State how many of the lines below contain the string "boxes". Reply with the number alone.

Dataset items
** start **

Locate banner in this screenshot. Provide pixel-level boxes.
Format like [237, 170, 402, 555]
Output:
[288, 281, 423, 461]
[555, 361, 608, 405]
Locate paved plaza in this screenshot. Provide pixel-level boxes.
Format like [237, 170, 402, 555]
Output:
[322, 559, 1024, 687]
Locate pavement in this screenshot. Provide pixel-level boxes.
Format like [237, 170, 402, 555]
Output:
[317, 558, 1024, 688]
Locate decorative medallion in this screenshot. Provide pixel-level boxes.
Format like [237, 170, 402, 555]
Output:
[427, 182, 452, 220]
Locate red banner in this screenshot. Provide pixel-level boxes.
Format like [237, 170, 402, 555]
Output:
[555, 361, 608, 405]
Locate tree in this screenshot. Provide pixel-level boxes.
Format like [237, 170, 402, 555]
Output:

** end **

--- Right answer ---
6